[Phrase grounding data]
+++

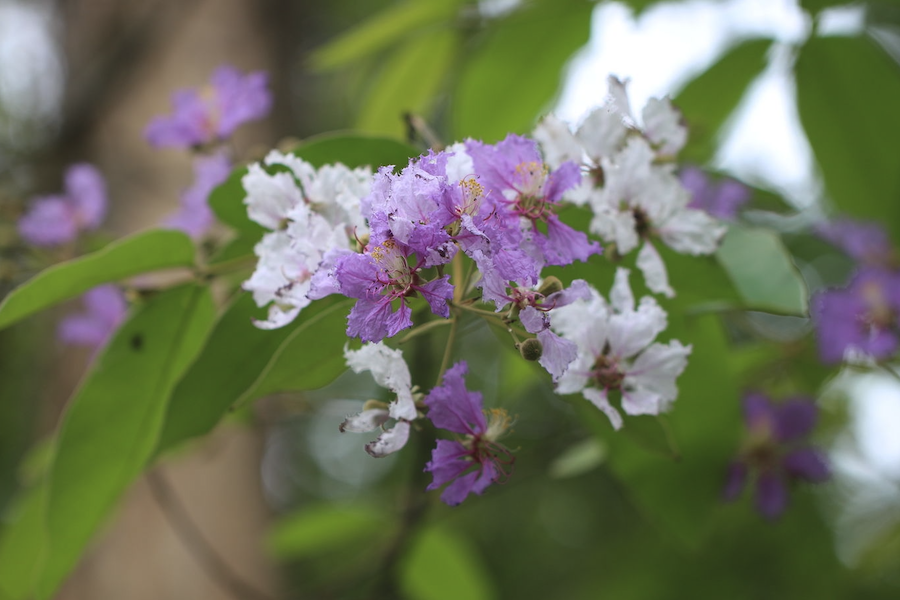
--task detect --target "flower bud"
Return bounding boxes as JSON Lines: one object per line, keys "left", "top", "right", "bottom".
{"left": 538, "top": 276, "right": 564, "bottom": 297}
{"left": 518, "top": 338, "right": 543, "bottom": 361}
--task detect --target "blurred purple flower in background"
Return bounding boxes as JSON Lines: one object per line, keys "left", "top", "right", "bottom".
{"left": 723, "top": 392, "right": 830, "bottom": 519}
{"left": 424, "top": 362, "right": 514, "bottom": 506}
{"left": 164, "top": 152, "right": 232, "bottom": 239}
{"left": 18, "top": 163, "right": 107, "bottom": 247}
{"left": 58, "top": 285, "right": 128, "bottom": 350}
{"left": 811, "top": 268, "right": 900, "bottom": 364}
{"left": 680, "top": 166, "right": 750, "bottom": 222}
{"left": 145, "top": 65, "right": 272, "bottom": 149}
{"left": 815, "top": 217, "right": 894, "bottom": 266}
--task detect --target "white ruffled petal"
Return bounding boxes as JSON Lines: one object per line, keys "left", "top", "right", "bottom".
{"left": 534, "top": 115, "right": 584, "bottom": 168}
{"left": 344, "top": 343, "right": 416, "bottom": 421}
{"left": 365, "top": 421, "right": 410, "bottom": 457}
{"left": 583, "top": 387, "right": 623, "bottom": 430}
{"left": 340, "top": 408, "right": 390, "bottom": 433}
{"left": 637, "top": 242, "right": 675, "bottom": 298}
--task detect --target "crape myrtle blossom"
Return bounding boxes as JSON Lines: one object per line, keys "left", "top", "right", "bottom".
{"left": 723, "top": 393, "right": 830, "bottom": 519}
{"left": 811, "top": 267, "right": 900, "bottom": 364}
{"left": 341, "top": 342, "right": 418, "bottom": 457}
{"left": 164, "top": 152, "right": 232, "bottom": 239}
{"left": 534, "top": 76, "right": 726, "bottom": 297}
{"left": 815, "top": 217, "right": 895, "bottom": 267}
{"left": 466, "top": 134, "right": 602, "bottom": 270}
{"left": 58, "top": 285, "right": 128, "bottom": 350}
{"left": 424, "top": 361, "right": 514, "bottom": 506}
{"left": 18, "top": 163, "right": 107, "bottom": 247}
{"left": 242, "top": 150, "right": 372, "bottom": 329}
{"left": 551, "top": 268, "right": 691, "bottom": 430}
{"left": 680, "top": 166, "right": 750, "bottom": 222}
{"left": 145, "top": 65, "right": 272, "bottom": 149}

+++

WORK ORDER – Every line above holding the string "flower" should be listed.

ANSWER BOX –
--task detect --target "flower bud"
--task detect --target "blurred purple flower in background"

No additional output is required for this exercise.